# EXTRACTED ENTRIES:
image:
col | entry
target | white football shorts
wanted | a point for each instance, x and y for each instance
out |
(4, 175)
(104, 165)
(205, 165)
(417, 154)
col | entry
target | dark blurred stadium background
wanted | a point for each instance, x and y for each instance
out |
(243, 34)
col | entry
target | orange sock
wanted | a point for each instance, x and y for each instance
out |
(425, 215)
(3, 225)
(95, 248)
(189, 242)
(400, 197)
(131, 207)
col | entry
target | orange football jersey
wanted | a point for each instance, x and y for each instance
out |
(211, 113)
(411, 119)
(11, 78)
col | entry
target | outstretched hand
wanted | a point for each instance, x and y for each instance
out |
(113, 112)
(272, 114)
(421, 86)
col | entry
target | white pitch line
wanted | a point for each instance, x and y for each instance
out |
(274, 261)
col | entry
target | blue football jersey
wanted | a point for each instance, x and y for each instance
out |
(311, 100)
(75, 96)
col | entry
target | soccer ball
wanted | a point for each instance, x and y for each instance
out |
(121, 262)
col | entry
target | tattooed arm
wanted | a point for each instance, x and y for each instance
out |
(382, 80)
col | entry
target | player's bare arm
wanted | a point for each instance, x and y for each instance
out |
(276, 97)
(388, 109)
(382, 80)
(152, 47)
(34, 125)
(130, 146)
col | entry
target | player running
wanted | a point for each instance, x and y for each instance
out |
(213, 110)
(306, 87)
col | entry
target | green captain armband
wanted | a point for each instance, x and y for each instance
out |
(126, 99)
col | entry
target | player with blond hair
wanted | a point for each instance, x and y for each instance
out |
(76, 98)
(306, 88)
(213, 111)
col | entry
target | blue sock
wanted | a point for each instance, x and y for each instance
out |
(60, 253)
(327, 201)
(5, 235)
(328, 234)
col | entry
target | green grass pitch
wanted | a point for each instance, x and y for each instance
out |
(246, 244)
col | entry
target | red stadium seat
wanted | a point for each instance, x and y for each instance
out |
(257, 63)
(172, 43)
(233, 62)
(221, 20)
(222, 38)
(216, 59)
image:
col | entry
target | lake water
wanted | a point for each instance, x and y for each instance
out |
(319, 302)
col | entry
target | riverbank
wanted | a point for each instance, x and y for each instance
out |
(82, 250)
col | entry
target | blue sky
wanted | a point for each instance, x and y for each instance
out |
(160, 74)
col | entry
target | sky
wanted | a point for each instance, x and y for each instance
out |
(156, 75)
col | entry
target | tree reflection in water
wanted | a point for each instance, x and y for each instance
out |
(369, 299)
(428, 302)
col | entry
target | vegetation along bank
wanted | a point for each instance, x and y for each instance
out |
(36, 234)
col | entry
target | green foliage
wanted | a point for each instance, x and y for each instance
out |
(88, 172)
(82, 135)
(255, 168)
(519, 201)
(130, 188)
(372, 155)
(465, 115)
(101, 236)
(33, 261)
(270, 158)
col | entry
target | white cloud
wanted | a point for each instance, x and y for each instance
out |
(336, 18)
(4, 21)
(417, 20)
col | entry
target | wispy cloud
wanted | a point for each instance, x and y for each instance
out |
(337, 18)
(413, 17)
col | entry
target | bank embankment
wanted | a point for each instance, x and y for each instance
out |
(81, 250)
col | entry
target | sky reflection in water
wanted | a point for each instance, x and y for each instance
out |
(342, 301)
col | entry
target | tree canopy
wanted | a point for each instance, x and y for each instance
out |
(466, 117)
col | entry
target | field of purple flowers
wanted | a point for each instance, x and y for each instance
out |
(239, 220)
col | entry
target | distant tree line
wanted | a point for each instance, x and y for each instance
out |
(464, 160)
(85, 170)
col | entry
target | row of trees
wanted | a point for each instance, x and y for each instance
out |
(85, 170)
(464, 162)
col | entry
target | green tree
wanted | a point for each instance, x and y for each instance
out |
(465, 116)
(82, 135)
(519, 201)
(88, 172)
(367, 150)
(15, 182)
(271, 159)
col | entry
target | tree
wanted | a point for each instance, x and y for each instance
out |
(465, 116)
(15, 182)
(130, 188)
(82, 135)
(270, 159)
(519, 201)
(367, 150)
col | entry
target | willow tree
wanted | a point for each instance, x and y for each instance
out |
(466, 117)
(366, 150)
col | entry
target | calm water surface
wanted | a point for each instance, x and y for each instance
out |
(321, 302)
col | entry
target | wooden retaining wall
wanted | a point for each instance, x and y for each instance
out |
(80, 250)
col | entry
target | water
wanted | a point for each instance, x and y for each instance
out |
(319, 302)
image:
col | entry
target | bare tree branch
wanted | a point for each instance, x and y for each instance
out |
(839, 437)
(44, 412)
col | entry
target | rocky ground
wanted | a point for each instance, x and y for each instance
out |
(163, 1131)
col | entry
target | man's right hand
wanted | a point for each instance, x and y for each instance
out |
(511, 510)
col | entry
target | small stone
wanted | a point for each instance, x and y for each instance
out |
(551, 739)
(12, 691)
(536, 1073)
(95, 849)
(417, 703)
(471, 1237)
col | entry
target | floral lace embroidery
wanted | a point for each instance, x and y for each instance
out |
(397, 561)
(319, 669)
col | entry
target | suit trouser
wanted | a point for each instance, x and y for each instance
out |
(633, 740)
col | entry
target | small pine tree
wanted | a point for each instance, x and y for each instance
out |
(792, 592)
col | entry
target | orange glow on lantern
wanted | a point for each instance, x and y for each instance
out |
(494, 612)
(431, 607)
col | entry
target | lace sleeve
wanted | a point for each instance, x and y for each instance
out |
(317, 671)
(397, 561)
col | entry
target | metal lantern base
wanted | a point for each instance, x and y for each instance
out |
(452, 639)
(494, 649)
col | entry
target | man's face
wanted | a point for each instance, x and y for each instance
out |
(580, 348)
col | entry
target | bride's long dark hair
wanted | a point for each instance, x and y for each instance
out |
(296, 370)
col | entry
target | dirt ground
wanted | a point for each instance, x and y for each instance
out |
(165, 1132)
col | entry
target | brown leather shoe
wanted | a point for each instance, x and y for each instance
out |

# WHAT THE EXERCISE ASKS:
Pull out every line in the data above that has the word "stadium".

# SOLUTION BELOW:
target | dark blurred stadium background
target | red stadium seat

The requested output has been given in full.